-- REQUIRED ACTION --
Could you give the entries again, exactly as written?

*** Opening DATA EXCERPTS ***

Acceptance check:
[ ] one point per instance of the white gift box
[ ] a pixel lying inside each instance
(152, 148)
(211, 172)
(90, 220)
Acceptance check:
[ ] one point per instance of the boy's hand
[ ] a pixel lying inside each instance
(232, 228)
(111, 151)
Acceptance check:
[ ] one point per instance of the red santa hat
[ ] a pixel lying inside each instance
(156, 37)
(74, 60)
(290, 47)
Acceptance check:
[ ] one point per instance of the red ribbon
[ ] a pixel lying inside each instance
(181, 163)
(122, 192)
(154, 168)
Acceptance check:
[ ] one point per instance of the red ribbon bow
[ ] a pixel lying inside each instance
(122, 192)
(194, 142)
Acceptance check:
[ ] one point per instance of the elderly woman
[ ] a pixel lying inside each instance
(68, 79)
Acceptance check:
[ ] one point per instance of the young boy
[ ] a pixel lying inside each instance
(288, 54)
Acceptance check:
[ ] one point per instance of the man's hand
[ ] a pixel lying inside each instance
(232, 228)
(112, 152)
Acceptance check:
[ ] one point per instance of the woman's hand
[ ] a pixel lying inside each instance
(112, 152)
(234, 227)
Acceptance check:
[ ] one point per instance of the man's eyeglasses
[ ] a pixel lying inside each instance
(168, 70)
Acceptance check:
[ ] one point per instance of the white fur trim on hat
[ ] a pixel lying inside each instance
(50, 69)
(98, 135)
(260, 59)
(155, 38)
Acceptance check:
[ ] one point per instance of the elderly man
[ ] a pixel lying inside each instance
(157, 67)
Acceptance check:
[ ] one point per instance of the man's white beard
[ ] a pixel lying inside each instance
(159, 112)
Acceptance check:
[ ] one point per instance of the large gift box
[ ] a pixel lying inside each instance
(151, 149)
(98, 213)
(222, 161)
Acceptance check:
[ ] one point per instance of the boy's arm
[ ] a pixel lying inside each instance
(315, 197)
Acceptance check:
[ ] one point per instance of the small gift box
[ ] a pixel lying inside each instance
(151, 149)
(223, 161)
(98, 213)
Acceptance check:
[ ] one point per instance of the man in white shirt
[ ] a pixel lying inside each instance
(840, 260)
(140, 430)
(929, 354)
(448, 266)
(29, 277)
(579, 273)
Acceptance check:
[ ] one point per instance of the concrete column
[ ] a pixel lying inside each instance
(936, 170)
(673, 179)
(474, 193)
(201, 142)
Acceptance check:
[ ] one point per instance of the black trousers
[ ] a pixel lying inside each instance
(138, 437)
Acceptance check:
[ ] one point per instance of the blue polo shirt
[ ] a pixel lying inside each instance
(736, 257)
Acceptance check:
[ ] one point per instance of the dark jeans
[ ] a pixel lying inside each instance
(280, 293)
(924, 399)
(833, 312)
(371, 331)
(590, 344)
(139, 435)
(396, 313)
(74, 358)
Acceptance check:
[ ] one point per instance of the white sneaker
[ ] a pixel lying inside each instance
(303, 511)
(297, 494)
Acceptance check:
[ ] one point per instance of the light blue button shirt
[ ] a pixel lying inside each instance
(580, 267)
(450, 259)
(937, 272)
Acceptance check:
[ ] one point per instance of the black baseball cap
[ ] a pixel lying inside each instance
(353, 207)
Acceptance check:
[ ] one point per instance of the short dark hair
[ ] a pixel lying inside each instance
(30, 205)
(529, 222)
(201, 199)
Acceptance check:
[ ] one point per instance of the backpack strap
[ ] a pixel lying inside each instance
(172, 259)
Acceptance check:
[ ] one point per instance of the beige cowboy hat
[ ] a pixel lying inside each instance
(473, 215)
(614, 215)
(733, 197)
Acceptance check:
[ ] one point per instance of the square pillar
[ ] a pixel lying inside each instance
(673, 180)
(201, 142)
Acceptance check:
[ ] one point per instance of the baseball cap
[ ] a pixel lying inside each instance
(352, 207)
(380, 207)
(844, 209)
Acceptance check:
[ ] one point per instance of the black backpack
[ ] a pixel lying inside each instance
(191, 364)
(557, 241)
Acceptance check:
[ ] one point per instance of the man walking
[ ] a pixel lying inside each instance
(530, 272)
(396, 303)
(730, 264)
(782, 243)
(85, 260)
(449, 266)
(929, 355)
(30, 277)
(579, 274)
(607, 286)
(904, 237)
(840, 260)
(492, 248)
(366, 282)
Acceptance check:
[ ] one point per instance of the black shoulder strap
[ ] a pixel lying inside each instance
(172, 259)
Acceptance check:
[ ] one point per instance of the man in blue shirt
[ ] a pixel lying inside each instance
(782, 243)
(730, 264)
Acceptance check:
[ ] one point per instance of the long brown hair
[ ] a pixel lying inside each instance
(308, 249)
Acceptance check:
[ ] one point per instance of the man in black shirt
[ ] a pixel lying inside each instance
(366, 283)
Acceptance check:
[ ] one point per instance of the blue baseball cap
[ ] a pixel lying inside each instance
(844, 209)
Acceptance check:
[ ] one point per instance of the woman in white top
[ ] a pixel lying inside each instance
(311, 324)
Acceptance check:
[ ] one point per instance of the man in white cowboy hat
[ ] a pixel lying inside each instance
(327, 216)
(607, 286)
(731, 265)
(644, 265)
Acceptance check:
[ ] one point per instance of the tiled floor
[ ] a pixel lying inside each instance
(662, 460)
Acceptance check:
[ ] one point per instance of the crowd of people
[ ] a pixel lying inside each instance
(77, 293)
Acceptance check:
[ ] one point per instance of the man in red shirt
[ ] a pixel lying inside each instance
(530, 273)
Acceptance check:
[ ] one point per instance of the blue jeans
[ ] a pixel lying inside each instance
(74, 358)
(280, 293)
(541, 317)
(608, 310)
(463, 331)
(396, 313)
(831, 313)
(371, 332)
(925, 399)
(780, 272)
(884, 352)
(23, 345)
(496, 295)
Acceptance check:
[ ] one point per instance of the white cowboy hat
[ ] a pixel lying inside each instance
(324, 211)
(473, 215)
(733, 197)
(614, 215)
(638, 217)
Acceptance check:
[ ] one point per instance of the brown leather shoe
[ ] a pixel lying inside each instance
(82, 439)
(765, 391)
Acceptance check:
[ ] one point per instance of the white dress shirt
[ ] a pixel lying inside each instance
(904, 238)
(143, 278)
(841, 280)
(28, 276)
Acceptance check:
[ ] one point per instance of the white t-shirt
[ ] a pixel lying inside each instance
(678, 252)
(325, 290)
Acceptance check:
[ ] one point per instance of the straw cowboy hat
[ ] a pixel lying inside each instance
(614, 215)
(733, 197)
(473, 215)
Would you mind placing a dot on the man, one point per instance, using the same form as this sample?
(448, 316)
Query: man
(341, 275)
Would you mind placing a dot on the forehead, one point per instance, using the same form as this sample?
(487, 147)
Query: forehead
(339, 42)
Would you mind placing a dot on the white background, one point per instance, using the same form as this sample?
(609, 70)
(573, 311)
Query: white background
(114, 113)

*** Closing DATA EXCERPTS ***

-- REPLY TO THE TASK --
Acceptance check:
[ ] one point per instance of the white gift box
[ ] a pixel lying inside each instance
(152, 148)
(211, 172)
(90, 220)
Acceptance check:
[ ] one point per instance of the boy's hand
[ ] a pixel lying inside each instance
(232, 228)
(111, 151)
Acceptance check:
[ ] one point per instance of the red santa hat
[ ] a pixel lying inside each instance
(156, 37)
(74, 60)
(290, 47)
Acceptance check:
[ ] one point per instance of the red ribbon
[ ] a pixel lying inside each instance
(181, 163)
(122, 192)
(154, 168)
Acceptance check:
[ ] one point per instance of the red ribbon bow
[ ] a pixel lying inside each instance
(122, 192)
(194, 142)
Acceptance check:
[ ] one point per instance of the elderly woman
[ ] a pixel lying inside each instance
(68, 79)
Acceptance check:
[ ] one point per instance of the young boy
[ ] a pixel lying inside each instance
(288, 54)
Acceptance check:
[ ] one point per instance of the man's hand
[ ] a pixel lying inside each instance
(232, 228)
(112, 152)
Acceptance check:
[ ] one point per instance of the woman's hand
[ ] a pixel lying inside each instance
(112, 152)
(234, 227)
Acceptance check:
[ ] one point per instance of the man's eyeglasses
[ ] a pixel lying inside each instance
(168, 70)
Acceptance check:
[ ] one point per instance of the white fur trim on hat
[ ] a pixel lying inside each instance
(50, 69)
(98, 135)
(260, 59)
(155, 38)
Acceptance check:
[ ] one point per instance of the elderly man
[ ] a pixel lying inside each instance
(157, 67)
Acceptance check:
[ ] one point per instance of the man's white beard
[ ] a pixel lying inside each instance
(159, 112)
Acceptance check:
[ ] one point per instance of the large gift box
[ ] a pixel lying inside each instance
(151, 149)
(98, 213)
(222, 161)
Acceptance check:
[ ] one point per instance of the boy's arm
[ ] a pixel lying inside each instance
(315, 197)
Acceptance check:
[ ] one point per instance of the small gift box
[ ] a pixel lying inside each instance
(151, 149)
(223, 161)
(98, 213)
Acceptance check:
[ ] one point per instance of the man in white shirt
[ ] a pixel lying inside each instance
(840, 260)
(140, 430)
(929, 354)
(448, 266)
(29, 277)
(579, 273)
Acceptance check:
[ ] one point per instance of the concrete column
[ ] a pixel lying inside each instance
(936, 170)
(673, 179)
(474, 193)
(201, 142)
Acceptance check:
[ ] one point per instance of the black trousers
[ ] a pixel lying inside each instance
(138, 437)
Acceptance check:
[ ] one point per instance of the blue polo shirt
[ ] a pixel lying inside each instance
(736, 257)
Acceptance check:
[ ] one point per instance of the dark jeans
[ ] a pixel lying inside each instance
(280, 293)
(924, 399)
(833, 312)
(371, 331)
(590, 344)
(139, 435)
(396, 313)
(74, 358)
Acceptance check:
[ ] one point per instance of the white sneaker
[ ] a pixel lying inside each instance
(303, 511)
(297, 494)
Acceptance check:
[ ] one point per instance of the light blue button shirt
[ ] a pixel lying inside each instance
(580, 267)
(450, 259)
(937, 272)
Acceptance check:
[ ] one point per instance of the black baseball cap
[ ] a pixel lying inside each instance
(353, 207)
Acceptance check:
[ ] one point per instance of the short dark hair
[ ] a pixel lying inside each instance
(30, 205)
(529, 222)
(201, 199)
Acceptance check:
[ ] one point per instance of the backpack strap
[ ] a pixel lying inside each instance
(172, 259)
Acceptance check:
[ ] one point per instance of the beige cowboy hat
[ ] a pixel lying inside each instance
(473, 215)
(614, 215)
(733, 197)
Acceptance check:
[ ] one point per instance of the square pillar
[ ] a pixel lying inside each instance
(673, 180)
(201, 142)
Acceptance check:
[ ] one point per instance of the baseball cap
[ ] a pixel lying inside each instance
(352, 207)
(380, 207)
(844, 209)
Acceptance check:
[ ] one point per instance of the black backpack
[ ] a pixel lying inside each instance
(191, 364)
(557, 241)
Acceptance check:
[ ] one point per instance of the man walking
[ ] a pixel lying inside each instance
(530, 272)
(396, 303)
(730, 264)
(782, 243)
(85, 260)
(449, 266)
(929, 355)
(30, 277)
(579, 274)
(607, 286)
(904, 237)
(840, 260)
(492, 248)
(366, 282)
Acceptance check:
[ ] one point per instance of the black shoulder strap
[ ] a pixel lying inside each instance
(172, 259)
Acceptance check:
[ ] one point per instance of the man in blue shirt
[ ] a pixel lying inside each instance
(782, 243)
(730, 264)
Acceptance check:
[ ] one point per instance of the long brown hair
[ ] a pixel lying inside each instance
(308, 249)
Acceptance check:
[ ] one point per instance of the man in black shirt
[ ] a pixel lying inside each instance
(366, 283)
Acceptance check:
[ ] one point per instance of the blue baseball cap
[ ] a pixel lying inside each instance
(844, 209)
Acceptance check:
[ ] one point per instance of the woman in white top
[ ] a pixel lying inside each instance
(311, 324)
Acceptance check:
[ ] one point per instance of the man in white cowboy hat
[ ] a pixel lying inside each instance
(327, 216)
(607, 286)
(731, 265)
(644, 265)
Acceptance check:
[ ] one point per instance of the tiled floor
[ ] a pixel lying inside each instance
(662, 460)
Acceptance check:
[ ] one point per instance of the crowd of people
[ ] a pixel lying inside each instance
(77, 293)
Acceptance check:
[ ] one point per instance of the man in red shirt
[ ] a pixel lying inside each instance
(530, 273)
Acceptance check:
[ ] one point per instance of the blue jeans
[ ] a pixel lying inside each instance
(74, 358)
(280, 293)
(541, 317)
(608, 310)
(463, 331)
(396, 313)
(831, 313)
(371, 332)
(925, 399)
(780, 272)
(884, 352)
(23, 345)
(496, 295)
Acceptance check:
[ ] one point per instance of the white cowboy hat
[ ] a pixel lying inside each instance
(324, 211)
(473, 215)
(733, 197)
(614, 215)
(638, 217)
Acceptance check:
[ ] one point per instance of the brown leather shoe
[ ] a pixel lying inside each instance
(82, 439)
(765, 391)
Acceptance check:
[ ] one point per instance of the white dress shirt
[ ] a pixel lying inside each instance
(904, 238)
(143, 278)
(841, 280)
(28, 276)
Acceptance check:
[ ] one point per instance of the white t-shirt
[ ] a pixel lying inside each instance
(678, 252)
(325, 290)
Acceptance check:
[ ] one point per instance of the straw cowboy hat
[ ] a pixel lying inside each instance
(614, 215)
(733, 197)
(473, 215)
Would you mind placing a dot on the man, one point per instance, using the same form as this sample?
(448, 316)
Query: man
(341, 275)
Would you mind placing a dot on the forehead, one point per instance, using the same form as this sample?
(487, 147)
Query: forehead
(339, 42)
Would you mind placing a dot on the white background, one point per instance, using the same form as this sample?
(609, 70)
(573, 311)
Query: white background
(114, 113)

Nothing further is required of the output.